[[ Passage shown, beginning ]]

He paused after those words, took a deep sigh, and started talking about the sufferings and difficulties he has had to endure operating a school for the children of migrant workers.

He signed a 20-year lease with his landlord, Zhao Kui, with whom he has a very good relationship, he said, and invested more than 1,000,000 yuan in the infrastructure and faculty of the school.

"I feel proud to be the headmaster of a school. Especially as it provides underprivileged children the chance to study the same as their city counterparts," he said.

However, the village committee has ordered the demolition of his school without offering him any compensation.

Luo, from Xinyang, Henan province, is no stranger to hardship. When he was four, he was crippled by an injection, when the needle hit his spinal nerves. This was followed by the loss of his left arm to a combine harvester while he played in a field when he was 13.

His disabilities didn't prevent him being elected as deputy village head in recognition of the investment he brought in for the village's development. But he realized he couldn't make ends meet for his wife and two children on the monthly wage of 350 yuan. So he quit the job and came to Beijing in 2001 looking for opportunities to provide his family with a comfortable life.

When he heard that some people from his home town had made a fortune establishing a school for the children of migrant workers, he decided to give it a try.

"I was very excited when I found a place that had a big space for a school playground at Cuigezhuang village," he said. "I immediately signed the contract and started the school."

[[ Passage shown, end ]]
[[ Excerpted data, beginning ]]

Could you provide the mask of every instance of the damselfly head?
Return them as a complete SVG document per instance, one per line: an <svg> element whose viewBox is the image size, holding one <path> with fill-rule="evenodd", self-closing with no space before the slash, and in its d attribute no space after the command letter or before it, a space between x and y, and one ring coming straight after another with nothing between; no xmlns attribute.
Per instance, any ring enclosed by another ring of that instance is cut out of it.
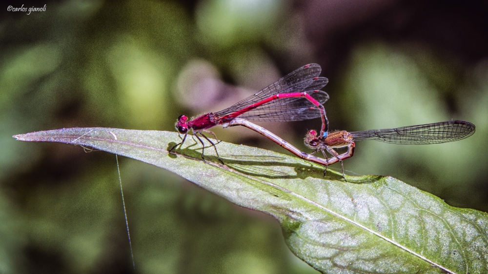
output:
<svg viewBox="0 0 488 274"><path fill-rule="evenodd" d="M175 127L176 130L182 134L184 134L188 132L188 125L186 124L186 121L188 117L184 115L180 115L178 117L178 120L176 122Z"/></svg>
<svg viewBox="0 0 488 274"><path fill-rule="evenodd" d="M317 148L320 145L320 141L317 137L317 132L313 129L309 130L305 136L304 142L305 145L310 148Z"/></svg>

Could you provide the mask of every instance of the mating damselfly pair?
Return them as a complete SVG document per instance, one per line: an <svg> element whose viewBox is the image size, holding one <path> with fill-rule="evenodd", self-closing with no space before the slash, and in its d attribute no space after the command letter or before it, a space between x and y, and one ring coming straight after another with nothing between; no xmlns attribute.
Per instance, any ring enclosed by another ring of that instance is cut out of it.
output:
<svg viewBox="0 0 488 274"><path fill-rule="evenodd" d="M203 150L205 145L199 137L206 139L214 147L219 157L215 144L203 134L215 134L208 130L215 126L222 125L224 128L243 126L252 129L278 144L297 156L326 167L340 162L344 177L343 160L351 157L354 153L355 142L365 140L376 140L393 144L430 144L446 143L469 137L475 131L474 125L465 121L447 121L396 128L377 129L348 132L339 131L328 132L328 120L323 104L329 98L328 95L320 90L328 82L324 77L320 77L321 69L317 64L304 66L276 82L234 105L216 113L208 113L188 120L182 115L178 117L176 129L184 134L182 141L171 148L184 142L192 130L193 135L202 143L202 157L205 160ZM306 120L321 117L322 125L320 133L309 130L305 135L305 144L315 150L307 154L301 151L267 130L249 121L261 122L283 122ZM346 152L339 154L336 149L347 147ZM314 156L321 152L325 158ZM330 155L327 157L325 153Z"/></svg>

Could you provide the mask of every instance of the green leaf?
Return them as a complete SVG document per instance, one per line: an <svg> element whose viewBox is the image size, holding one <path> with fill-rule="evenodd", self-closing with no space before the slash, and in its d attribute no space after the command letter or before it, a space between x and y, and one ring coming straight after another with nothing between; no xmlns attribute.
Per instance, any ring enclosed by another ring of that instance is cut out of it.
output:
<svg viewBox="0 0 488 274"><path fill-rule="evenodd" d="M449 206L391 177L347 176L296 157L174 132L89 128L14 136L89 146L171 171L276 218L290 249L324 273L488 273L488 215Z"/></svg>

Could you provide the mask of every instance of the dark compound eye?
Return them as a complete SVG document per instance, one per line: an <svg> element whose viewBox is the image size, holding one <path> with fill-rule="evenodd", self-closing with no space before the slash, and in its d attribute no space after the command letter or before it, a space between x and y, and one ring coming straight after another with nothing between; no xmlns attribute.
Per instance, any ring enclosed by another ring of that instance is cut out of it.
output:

[[ Excerpted data, end ]]

- Activities -
1 > Condense the paragraph of the migrant school article beginning "His disabilities didn't prevent him" into a short bulleted list that keeps its main facts.
2 > Write the next part of the article on the migrant school, picking up after its final sentence.
The data was drawn from a separate source and is unrelated to the article.

- Answers in order -
1 >
- Despite his disabilities, he was elected deputy village head for the investment he brought to the village's development.
- The monthly wage of 350 yuan couldn't support his wife and two children.
- He quit and moved to Beijing in 2001 to seek a comfortable life for his family.

2 >
Few migrant workers could afford the 2,000-plus yuan fee charged by public schools at that time and he had 250 students the first semester. He hired 10 teachers with community college or above diplomas.

Everything went very well until the outbreak of the SARS epidemic in 2003. Luo said the village committee and the Chaoyang education commission ordered him to shut down the school immediately.

"I thought I should do whatever the government said, so I closed it," he said. "But I became the only one of the eight schools for migrant children in the village to shut down."

He said the other seven resumed classes after suspending operations for a few months and most of them are still operating very well.

After a year strolling around the city and looking for jobs, he decided that being the principal of a school for migrant children was the most suitable job.

So in April 2004, he borrowed about 600,000 yuan from eight friends and relatives and invested 1,000,000 yuan in a new school.

"I thought all of my efforts and investment would pay off in five to 10 years, but it turned out to be the start of a real nightmare," he said.

In February, Luo's new school and another eight primary schools and a dozen kindergartens for the children of migrant workers received a notice from the village committee ordering them to vacate their premises before Feb 28. It was a move that would leave 4,000 children of migrant workers without a school, according to Luo.

Some of his students were sent to other schools for migrant children, some returned home and the rest were stranded without a place to study, he said.

In April, during the period of China's National People's Congress and the Chinese People's Political Consultative Conference, some principals of schools for the children of migrant workers were planning to file a petition against the Cuigezhuang village committee challenging the relocation of their schools before new locations were provided. The information was leaked to the village committee, Luo said.

He was "invited" to the office of the village committee to talk about relocation for these children but then was prohibited from leaving for more than four hours.

"When I insisted on leaving, some of the officials from the village committee and guys in police uniform followed me wherever I went for two days," he said. "They didn't want us to appeal to the higher authorities," he said.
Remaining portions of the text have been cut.